### [Page excerpt]
· · · · ·

Joan
of Arc
Saint, in French, Jeanne d'Arc (1412-1431), called
the Maid of Orléans, national heroine and patron
saint of France, who united
the nation at a critical hour and decisively turned
the Hundred Years' War in France's favor.
Joan
was born of peasant parentage in Domrémy (now Domrémy-la-Pucelle).
When she was 13 years old, she believed she heard
celestial voices. As they continued, sometimes accompanied
by visions, she became convinced that they belonged
to St. Michael and to the early martyrs St. Catherine
of Alexandria and St. Margaret.
Early
in 1429, during the Hundred Years' War, when the
English were about to capture Orléans, the "voices"
exhorted her to help the Dauphin, later Charles
VII, king of France. Charles, because of both internal
strife and the English claim to the throne of France,
had not yet been crowned king. Joan succeeded in
convincing him that she had a divine mission to
save France. A board of theologians approved her
claims, and she was given troops to command. Dressed
in armor and carrying a white banner that represented
God blessing the French royal emblem, the fleur-de-lis,
she led the French to a decisive victory over the
English. At the subsequent coronation of the Dauphin
in the cathedral at Reims, she was given the place
of honor beside the king.

· · · · ·

### [Given records]
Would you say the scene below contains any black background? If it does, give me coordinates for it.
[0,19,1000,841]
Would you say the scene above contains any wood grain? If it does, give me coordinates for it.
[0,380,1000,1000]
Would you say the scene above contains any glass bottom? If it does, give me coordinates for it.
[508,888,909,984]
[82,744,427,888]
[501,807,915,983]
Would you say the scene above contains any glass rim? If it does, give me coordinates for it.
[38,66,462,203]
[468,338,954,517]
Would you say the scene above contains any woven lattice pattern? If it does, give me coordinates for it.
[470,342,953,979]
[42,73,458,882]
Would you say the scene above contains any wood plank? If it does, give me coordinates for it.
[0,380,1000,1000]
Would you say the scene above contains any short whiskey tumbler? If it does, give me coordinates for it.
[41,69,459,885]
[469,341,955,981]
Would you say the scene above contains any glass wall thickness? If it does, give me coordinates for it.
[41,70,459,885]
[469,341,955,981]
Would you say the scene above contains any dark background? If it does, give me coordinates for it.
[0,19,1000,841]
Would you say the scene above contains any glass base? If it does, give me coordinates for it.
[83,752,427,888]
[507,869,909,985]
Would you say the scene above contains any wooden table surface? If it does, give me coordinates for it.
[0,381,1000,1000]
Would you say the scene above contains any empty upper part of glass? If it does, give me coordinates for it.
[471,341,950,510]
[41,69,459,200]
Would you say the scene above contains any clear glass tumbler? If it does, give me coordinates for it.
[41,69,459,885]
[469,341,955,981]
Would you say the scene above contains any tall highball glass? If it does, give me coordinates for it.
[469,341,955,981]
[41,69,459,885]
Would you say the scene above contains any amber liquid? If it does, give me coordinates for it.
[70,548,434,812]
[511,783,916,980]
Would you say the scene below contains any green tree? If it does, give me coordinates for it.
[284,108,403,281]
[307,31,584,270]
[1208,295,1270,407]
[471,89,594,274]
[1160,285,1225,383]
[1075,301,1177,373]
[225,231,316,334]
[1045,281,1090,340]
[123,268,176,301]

· · · · ·

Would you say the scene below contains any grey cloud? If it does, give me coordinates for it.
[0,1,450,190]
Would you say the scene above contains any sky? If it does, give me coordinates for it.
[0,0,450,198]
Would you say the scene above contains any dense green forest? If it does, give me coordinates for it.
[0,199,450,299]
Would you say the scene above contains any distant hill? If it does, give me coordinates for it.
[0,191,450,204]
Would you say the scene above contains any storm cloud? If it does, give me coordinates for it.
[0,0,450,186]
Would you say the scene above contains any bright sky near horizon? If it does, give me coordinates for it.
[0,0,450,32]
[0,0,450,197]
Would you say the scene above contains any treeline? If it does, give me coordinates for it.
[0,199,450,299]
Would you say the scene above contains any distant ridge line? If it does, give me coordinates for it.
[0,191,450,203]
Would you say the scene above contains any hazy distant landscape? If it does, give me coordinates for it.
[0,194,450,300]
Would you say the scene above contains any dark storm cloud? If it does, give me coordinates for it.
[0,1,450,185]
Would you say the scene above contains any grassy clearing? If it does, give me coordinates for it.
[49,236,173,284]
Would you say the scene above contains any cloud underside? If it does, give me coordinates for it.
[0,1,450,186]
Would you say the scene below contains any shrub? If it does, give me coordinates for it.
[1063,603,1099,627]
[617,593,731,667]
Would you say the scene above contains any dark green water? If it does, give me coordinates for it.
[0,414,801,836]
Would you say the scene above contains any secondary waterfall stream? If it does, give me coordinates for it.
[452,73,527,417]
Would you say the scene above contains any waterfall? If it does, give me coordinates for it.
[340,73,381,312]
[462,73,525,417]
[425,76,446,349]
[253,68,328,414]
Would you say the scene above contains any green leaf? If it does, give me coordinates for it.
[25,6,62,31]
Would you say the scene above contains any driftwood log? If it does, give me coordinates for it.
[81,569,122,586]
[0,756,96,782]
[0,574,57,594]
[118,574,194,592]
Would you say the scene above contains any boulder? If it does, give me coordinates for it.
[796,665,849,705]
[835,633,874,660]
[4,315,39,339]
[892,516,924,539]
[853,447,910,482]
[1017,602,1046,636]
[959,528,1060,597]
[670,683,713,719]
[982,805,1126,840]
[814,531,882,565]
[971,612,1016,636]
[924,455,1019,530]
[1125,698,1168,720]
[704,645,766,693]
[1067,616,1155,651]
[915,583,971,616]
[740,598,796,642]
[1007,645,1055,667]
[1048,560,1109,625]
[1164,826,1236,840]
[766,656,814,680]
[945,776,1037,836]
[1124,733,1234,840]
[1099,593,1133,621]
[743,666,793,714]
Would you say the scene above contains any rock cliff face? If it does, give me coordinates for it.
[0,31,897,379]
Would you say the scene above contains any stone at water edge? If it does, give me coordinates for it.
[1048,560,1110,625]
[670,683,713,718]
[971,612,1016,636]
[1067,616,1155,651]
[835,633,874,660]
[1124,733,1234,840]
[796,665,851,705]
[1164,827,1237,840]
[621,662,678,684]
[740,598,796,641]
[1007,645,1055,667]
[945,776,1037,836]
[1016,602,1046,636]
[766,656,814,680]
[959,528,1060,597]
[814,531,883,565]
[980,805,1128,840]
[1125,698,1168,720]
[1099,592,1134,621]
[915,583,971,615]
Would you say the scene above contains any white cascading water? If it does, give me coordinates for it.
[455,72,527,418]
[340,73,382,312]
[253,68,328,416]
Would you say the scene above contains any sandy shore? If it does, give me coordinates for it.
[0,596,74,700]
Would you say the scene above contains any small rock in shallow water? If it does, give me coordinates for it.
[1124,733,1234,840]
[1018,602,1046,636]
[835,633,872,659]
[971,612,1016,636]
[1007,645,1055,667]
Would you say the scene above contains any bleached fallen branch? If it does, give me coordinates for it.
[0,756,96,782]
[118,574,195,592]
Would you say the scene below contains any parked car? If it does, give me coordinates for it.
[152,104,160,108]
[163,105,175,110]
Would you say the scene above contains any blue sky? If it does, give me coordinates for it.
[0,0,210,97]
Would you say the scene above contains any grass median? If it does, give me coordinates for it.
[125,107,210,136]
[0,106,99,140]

· · · · ·

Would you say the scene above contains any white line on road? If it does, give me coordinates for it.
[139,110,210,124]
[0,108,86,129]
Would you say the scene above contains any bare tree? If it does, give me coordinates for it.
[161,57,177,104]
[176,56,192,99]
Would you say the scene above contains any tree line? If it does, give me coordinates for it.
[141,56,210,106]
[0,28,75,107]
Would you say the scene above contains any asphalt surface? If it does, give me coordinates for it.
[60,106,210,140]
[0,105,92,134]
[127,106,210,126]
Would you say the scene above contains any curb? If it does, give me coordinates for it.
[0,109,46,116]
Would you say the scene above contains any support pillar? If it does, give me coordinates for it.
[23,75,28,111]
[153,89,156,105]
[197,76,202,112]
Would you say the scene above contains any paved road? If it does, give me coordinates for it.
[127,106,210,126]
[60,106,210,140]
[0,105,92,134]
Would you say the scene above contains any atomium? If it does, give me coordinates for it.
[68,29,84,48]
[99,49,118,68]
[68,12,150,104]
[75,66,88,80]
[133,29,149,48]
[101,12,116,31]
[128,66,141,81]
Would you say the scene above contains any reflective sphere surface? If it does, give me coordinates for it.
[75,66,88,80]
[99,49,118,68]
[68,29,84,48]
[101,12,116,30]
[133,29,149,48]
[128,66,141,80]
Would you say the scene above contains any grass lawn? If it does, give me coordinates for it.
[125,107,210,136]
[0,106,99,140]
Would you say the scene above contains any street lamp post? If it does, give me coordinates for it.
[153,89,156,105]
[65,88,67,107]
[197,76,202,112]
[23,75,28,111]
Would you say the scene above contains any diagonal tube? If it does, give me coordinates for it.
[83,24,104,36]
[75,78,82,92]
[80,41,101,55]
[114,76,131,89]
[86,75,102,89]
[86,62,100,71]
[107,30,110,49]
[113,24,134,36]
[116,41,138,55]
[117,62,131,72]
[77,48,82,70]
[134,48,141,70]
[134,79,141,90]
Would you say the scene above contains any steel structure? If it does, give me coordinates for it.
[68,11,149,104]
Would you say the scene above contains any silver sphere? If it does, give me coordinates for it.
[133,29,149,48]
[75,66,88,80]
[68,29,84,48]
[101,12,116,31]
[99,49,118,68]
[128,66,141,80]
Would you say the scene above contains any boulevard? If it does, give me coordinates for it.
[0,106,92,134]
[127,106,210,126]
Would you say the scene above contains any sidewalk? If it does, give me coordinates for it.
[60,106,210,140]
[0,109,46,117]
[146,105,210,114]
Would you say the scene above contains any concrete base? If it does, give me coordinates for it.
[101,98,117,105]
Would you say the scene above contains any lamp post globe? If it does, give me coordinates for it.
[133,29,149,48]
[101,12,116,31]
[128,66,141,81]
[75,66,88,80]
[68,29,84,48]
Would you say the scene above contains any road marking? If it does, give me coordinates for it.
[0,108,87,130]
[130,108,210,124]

· · · · ·

### [Task objective]
Continue the encyclopedia entry on Joan of Arc, starting right after its final sentence about the place of honor beside the king at Reims.

### [Task result]
Although
Joan had united the French behind Charles and had
put an end to English dreams of hegemony over France,
Charles opposed any further campaigns against the
English. Therefore, it was without royal support
that Joan conducted (1430) a military operation
against the English at Compiègne, near Paris. She
was captured by Bourguignon soldiers, who sold her
to their English allies. The English then turned
her over to an ecclesiastical court at Rouen to
be tried for heresy and sorcery. After 14 months
of interrogation, she was accused of wrongdoing
in wearing masculine dress and of heresy for believing
she was directly responsible to God rather than
to the Roman Catholic church. The court condemned
her to death, but she penitently confessed her errors,
and the sentence was commuted to life imprisonment.
Because she resumed masculine dress after returning
to jail, she was condemned again—this time by a
secular court—and, on May 30, 1431, Joan was burned
at the stake in the Old Market Square at Rouen as
a relapsed heretic.
Twenty-five
years after her death, the church retried her case,
and she was pronounced innocent. In 1920 she was
canonized by Pope Benedict XV; her traditional feast
day is May 30.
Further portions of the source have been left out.